_Instructions to follow_
A faithful, complete transcript of the entries below, without pictures, should be returned.

Data extracted from a collection

▬▬▬

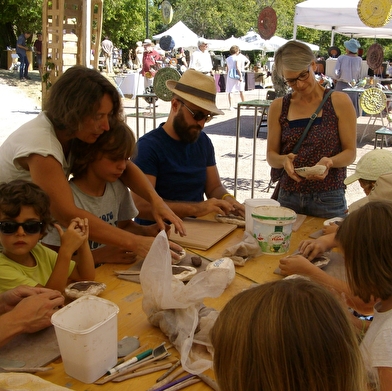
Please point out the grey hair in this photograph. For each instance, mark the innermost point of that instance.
(293, 56)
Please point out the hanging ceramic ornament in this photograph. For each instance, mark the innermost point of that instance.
(374, 13)
(167, 12)
(267, 23)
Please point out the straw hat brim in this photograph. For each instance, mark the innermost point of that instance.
(205, 104)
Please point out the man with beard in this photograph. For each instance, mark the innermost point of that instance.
(179, 159)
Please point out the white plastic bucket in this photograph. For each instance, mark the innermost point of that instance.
(272, 227)
(250, 205)
(86, 331)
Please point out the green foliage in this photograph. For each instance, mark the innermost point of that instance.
(124, 21)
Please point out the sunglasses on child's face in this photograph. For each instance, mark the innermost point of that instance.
(29, 227)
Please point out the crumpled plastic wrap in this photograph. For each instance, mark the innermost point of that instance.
(244, 250)
(177, 308)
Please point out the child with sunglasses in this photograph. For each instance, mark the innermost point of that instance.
(24, 219)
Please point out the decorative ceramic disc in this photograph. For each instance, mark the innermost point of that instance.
(166, 43)
(373, 101)
(160, 89)
(267, 23)
(375, 56)
(167, 12)
(374, 13)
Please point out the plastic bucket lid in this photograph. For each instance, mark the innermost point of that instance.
(274, 214)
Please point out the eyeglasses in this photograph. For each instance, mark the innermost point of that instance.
(30, 227)
(198, 116)
(302, 77)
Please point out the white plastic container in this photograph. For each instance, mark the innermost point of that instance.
(250, 205)
(272, 227)
(86, 331)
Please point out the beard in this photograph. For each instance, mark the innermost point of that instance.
(187, 134)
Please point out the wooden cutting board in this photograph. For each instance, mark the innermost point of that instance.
(201, 234)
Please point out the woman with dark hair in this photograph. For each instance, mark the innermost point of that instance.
(81, 106)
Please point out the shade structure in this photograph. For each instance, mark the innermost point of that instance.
(337, 16)
(225, 45)
(182, 35)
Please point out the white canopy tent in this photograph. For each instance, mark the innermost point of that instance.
(337, 16)
(270, 45)
(182, 35)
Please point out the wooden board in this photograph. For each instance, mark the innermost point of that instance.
(201, 234)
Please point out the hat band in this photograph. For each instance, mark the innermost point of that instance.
(196, 92)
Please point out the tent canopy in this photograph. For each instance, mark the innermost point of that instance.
(338, 16)
(182, 35)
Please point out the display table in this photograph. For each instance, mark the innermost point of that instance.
(130, 83)
(132, 321)
(330, 64)
(257, 105)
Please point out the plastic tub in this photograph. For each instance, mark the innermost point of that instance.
(272, 227)
(86, 331)
(250, 205)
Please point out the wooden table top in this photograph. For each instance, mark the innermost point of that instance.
(132, 321)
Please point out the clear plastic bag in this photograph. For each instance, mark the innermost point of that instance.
(178, 309)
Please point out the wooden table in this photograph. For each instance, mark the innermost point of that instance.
(132, 320)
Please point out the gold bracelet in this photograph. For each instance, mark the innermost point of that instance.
(227, 195)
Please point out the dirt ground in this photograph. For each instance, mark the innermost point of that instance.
(21, 101)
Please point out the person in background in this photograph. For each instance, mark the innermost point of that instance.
(27, 309)
(24, 219)
(330, 141)
(200, 59)
(139, 54)
(107, 48)
(237, 63)
(38, 52)
(21, 49)
(41, 151)
(348, 69)
(178, 157)
(150, 63)
(286, 335)
(365, 239)
(96, 188)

▬▬▬

_Solution for this task_
Please point out the grey hair in this photograph. For each instance, mark the innermost point of that instance.
(293, 56)
Please point out the hanging ceramic ornament in this photograph. For each instance, mark the innermost point of that instance.
(374, 13)
(167, 12)
(267, 23)
Please point out the straw hat brim in this photograph. For each instance, mark the innermost point of that instance.
(205, 104)
Please point out the man with beard in this photograph. For each instance, mark the innermost point of that instance.
(179, 159)
Please point out the white plastic bucket in this photograph. For each instance, mark the innermost point of that instance.
(272, 227)
(250, 205)
(86, 331)
Please point out the green foliage in this photograph. For each instance, mark the innermost point of that instance.
(124, 21)
Please point out the sunglasses on child's face in this photograph. For each instance, mark the innermost point of that instance.
(29, 227)
Please point out the crumpled plastic wrap in this photograph. For each instance, mark the innermost point of that instance.
(244, 250)
(177, 308)
Please point out the child with sunglasses in this photograph. For each instance, mark the innermost point of that instance.
(24, 219)
Please point out the decorative ceramic disc in this photograph. For each instance, mark the innermost point of that instance.
(166, 43)
(373, 101)
(160, 89)
(267, 23)
(375, 56)
(167, 12)
(374, 13)
Please point out the plastic bucket lid in this photograph. For each instance, mark the innermost point of that instance.
(274, 214)
Please point out the eyeglasses in this photograph. For each instance, mark the innermost point of that instance.
(30, 227)
(198, 116)
(302, 77)
Please point out the white plastic container in this photograph. For each instance, mark the innermost point of that instance.
(250, 205)
(272, 227)
(86, 331)
Please point out the beard in this photograph. For each instance, mark the innermost point of that instance.
(187, 134)
Please point out the wooden cutting board in this photograph. For each instance, mark the innermost point of that instance.
(201, 234)
Please point out the woman with dark hair in this photograph. For each instance, mark the innermost point of that instance.
(81, 106)
Please point out the shade structure in this photograph. For each instance, mark the innermost point of that instance.
(337, 16)
(225, 45)
(182, 35)
Please point out the white canopy tent in this photograph. For each instance, mark the innermost point of that instance.
(337, 16)
(270, 45)
(182, 35)
Please point out the wooden board in this photograph. For each instance, mark the innermost point of that instance.
(201, 234)
Please point out the hat band in this photograph. For each instance, mark the innermost point of that instance.
(196, 92)
Please point out the tent canopy in this photograph. For each instance, mark the innermost point of that instance.
(338, 16)
(182, 35)
Please point out the display table in this photograph. For each instance, mark the innermost point of that instance.
(130, 83)
(132, 321)
(330, 64)
(257, 105)
Please point out the plastic tub in this photograph. For each instance, mark the innermost point of that instance.
(272, 227)
(86, 331)
(250, 205)
Please point out the wooden table top in this photograph. For each instance, mark the innermost point of that instance.
(132, 321)
Please point out the clear plastic bag in this photograph. For each instance, mark the innermost point of that instance.
(178, 309)
Please point out the wooden table in this photograph. For each instance, mark the innermost point of that instance.
(132, 320)
Please point out the gold bracelet in this photograph. For each instance, mark the innermost point of that instance.
(227, 195)
Please point out the dirt ground in this photograph. For each instance, mark the innermost point of that instance.
(21, 101)
Please point out the person in background in this photograph. For each instance, mark the innermost point of that instance.
(27, 309)
(24, 219)
(330, 141)
(200, 59)
(139, 54)
(107, 48)
(237, 63)
(38, 52)
(21, 49)
(41, 151)
(348, 69)
(178, 157)
(150, 63)
(286, 335)
(365, 239)
(96, 188)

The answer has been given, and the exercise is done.